DESCRIPTION OF THE TASK: Quote the records word for word, from the first line up to and including the line with "column 158, row 161".

-- BEGIN MATERIAL TO PROCESS --

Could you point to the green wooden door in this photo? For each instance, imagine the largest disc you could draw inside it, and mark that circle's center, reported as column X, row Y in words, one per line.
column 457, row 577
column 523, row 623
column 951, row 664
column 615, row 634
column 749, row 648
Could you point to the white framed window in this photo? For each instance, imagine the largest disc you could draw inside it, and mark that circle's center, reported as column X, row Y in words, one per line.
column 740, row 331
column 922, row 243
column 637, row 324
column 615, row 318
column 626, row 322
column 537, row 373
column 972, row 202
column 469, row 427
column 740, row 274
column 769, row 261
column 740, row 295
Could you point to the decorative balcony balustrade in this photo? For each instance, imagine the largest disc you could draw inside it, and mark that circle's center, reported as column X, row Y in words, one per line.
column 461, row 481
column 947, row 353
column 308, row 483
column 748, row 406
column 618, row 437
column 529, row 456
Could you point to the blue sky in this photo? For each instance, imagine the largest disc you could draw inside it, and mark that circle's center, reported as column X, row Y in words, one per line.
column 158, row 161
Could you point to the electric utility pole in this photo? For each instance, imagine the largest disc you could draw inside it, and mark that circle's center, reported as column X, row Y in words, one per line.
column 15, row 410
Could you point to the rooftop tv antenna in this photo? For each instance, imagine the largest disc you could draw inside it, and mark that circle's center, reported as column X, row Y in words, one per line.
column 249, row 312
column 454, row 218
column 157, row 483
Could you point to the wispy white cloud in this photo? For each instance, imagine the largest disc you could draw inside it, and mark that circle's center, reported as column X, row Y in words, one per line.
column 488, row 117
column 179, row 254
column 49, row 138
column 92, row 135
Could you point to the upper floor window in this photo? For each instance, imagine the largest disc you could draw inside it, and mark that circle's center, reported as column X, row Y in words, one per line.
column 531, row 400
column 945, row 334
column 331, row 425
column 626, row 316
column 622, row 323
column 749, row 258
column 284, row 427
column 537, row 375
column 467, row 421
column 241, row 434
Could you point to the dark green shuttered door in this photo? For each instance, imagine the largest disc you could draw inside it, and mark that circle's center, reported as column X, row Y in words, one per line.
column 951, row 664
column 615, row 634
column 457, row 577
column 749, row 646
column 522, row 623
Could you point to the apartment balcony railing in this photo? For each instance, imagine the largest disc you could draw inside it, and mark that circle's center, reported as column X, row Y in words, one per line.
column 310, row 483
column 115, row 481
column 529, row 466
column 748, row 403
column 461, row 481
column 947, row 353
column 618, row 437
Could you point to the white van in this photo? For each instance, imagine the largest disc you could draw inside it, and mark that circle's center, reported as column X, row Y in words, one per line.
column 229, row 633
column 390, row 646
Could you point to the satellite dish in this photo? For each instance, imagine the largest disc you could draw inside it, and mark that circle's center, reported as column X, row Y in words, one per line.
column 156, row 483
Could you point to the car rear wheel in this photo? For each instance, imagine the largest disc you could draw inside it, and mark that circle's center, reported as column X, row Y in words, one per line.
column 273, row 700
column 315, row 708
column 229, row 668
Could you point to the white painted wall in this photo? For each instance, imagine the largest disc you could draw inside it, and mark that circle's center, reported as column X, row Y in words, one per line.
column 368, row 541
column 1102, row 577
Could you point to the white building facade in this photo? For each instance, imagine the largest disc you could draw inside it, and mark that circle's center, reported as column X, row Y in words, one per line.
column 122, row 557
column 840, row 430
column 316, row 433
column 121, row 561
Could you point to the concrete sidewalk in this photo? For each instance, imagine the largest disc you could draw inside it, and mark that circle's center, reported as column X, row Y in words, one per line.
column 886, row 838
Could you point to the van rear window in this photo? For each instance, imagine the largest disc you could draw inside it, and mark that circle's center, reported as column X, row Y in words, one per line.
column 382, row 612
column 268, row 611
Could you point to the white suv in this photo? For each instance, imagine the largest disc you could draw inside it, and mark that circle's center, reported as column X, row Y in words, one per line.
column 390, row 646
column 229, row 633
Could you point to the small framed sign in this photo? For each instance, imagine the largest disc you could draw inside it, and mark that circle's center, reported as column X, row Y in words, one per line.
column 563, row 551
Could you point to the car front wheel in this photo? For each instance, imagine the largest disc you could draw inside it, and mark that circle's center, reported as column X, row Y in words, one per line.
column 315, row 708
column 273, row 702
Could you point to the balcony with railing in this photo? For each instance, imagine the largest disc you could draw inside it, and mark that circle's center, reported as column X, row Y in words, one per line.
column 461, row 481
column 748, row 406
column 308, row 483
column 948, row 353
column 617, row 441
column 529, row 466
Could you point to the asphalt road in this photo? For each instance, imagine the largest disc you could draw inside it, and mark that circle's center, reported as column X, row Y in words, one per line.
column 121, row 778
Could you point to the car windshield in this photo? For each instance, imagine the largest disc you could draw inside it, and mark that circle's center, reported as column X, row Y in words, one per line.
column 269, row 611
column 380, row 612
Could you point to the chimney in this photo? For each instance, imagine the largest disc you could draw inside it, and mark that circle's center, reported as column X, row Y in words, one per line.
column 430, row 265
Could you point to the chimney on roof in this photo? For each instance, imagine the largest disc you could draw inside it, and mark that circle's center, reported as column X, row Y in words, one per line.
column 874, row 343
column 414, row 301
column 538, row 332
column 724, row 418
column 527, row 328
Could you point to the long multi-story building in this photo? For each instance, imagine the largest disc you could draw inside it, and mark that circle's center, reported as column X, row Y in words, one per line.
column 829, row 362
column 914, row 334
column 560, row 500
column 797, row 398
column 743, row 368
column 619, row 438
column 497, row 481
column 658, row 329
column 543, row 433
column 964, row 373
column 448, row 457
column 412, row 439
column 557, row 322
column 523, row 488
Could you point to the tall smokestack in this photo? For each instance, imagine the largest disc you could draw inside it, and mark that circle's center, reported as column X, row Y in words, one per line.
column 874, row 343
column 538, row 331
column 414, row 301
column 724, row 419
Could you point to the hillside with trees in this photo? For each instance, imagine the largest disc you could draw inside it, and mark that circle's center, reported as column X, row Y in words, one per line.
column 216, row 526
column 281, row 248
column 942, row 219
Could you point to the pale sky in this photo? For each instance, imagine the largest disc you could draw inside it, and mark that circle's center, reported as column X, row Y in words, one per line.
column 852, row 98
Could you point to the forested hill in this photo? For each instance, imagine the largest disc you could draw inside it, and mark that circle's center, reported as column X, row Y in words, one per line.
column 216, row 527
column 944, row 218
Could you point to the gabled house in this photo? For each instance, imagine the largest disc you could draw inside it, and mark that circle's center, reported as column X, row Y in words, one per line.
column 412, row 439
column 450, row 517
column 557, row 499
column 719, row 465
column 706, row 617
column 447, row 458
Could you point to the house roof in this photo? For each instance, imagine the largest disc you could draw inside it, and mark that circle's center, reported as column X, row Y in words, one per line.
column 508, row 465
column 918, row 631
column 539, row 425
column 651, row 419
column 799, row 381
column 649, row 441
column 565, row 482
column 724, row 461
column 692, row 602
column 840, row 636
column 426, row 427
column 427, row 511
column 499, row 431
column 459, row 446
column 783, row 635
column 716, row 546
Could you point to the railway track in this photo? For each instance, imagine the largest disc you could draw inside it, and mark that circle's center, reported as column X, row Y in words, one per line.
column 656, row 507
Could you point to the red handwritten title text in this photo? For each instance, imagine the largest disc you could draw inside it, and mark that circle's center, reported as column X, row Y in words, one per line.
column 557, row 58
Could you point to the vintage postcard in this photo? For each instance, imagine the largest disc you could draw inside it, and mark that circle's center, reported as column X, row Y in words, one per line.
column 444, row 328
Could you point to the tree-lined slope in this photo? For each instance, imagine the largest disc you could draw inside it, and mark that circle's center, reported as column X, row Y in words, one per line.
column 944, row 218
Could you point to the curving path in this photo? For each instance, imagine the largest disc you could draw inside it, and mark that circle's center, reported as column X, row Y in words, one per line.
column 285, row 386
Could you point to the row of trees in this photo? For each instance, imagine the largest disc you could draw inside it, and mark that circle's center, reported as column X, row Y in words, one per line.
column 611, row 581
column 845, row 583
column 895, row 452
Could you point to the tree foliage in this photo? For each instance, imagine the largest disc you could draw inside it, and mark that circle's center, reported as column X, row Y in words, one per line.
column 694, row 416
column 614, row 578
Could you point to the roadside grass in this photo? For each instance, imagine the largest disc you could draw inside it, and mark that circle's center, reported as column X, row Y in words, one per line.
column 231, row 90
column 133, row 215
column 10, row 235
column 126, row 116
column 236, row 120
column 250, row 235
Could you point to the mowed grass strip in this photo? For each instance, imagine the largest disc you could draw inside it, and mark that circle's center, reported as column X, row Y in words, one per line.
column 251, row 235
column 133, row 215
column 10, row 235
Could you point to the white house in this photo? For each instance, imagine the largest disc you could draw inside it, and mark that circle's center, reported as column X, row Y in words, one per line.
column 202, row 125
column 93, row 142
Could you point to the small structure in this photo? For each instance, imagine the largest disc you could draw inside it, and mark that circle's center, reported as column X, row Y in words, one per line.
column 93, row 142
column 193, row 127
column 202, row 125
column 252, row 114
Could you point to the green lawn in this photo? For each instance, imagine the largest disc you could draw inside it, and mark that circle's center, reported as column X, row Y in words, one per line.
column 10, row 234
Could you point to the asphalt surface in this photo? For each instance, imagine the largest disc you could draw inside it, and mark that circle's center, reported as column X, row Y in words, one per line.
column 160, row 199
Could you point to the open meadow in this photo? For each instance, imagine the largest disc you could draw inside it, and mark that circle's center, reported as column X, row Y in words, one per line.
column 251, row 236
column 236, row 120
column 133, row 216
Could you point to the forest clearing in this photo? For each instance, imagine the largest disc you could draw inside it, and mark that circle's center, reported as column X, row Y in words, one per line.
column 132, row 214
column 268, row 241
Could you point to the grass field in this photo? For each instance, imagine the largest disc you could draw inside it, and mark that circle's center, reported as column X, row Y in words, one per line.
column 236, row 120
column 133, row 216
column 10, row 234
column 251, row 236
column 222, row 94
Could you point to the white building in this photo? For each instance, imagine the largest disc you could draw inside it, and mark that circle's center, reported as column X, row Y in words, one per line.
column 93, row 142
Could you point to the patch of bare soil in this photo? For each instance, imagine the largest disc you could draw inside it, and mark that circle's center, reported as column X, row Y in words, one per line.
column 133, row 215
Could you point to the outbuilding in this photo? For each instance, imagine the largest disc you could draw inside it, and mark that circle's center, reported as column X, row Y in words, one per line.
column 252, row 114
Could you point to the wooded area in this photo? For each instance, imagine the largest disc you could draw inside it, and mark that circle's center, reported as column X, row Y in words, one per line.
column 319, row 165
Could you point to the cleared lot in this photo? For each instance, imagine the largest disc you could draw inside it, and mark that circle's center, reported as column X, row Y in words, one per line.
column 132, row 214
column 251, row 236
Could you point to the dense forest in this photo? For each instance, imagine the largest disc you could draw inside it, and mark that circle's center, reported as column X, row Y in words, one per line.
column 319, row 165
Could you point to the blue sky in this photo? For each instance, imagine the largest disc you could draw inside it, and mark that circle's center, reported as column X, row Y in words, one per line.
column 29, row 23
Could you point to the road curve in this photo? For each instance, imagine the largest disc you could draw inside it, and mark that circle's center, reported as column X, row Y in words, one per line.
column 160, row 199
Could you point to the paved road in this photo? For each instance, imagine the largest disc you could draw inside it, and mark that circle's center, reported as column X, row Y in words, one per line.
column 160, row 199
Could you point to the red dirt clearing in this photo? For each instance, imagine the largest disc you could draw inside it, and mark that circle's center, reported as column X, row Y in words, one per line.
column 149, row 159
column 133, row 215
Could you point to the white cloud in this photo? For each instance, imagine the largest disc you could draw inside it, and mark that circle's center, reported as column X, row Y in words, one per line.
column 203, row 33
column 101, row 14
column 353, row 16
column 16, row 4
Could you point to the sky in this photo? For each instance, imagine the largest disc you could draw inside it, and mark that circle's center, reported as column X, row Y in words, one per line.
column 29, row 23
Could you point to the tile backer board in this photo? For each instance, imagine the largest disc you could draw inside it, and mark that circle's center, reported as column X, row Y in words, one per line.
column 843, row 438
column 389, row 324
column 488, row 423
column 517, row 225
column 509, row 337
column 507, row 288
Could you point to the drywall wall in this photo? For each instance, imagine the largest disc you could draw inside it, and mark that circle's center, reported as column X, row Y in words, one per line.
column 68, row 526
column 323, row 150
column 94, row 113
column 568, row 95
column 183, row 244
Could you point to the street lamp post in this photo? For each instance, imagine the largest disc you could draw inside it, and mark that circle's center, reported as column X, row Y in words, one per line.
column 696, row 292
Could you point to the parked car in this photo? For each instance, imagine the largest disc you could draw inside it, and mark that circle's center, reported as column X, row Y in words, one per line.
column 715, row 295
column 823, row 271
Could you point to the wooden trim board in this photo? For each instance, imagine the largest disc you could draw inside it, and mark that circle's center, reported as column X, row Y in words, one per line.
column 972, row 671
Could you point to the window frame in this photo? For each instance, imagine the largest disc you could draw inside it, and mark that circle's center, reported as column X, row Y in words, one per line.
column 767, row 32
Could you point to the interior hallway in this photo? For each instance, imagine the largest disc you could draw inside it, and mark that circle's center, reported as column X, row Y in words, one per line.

-- END MATERIAL TO PROCESS --

EXERCISE ANSWER:
Could you point to the green wooden door in this photo? For each instance, imagine the largest disc you could draw inside it, and mark that circle's center, reported as column X, row Y in words, one per line.
column 457, row 577
column 523, row 623
column 951, row 664
column 615, row 634
column 749, row 648
Could you point to the white framed window in this photo? For each instance, imagine the largest disc you could draw inside it, and mark that circle's center, reported as column X, row Y in words, one per line.
column 740, row 331
column 922, row 243
column 637, row 324
column 615, row 318
column 626, row 322
column 537, row 373
column 972, row 202
column 469, row 427
column 740, row 274
column 769, row 261
column 740, row 295
Could you point to the decorative balcony balustrade in this photo? For each instance, imagine the largest disc you could draw inside it, and mark that circle's center, reported as column X, row Y in words, one per line.
column 461, row 481
column 947, row 353
column 308, row 483
column 748, row 406
column 618, row 437
column 529, row 456
Could you point to the blue sky in this photo? For each instance, imagine the largest disc you could draw inside it, and mark that circle's center, reported as column X, row Y in words, one per line.
column 158, row 161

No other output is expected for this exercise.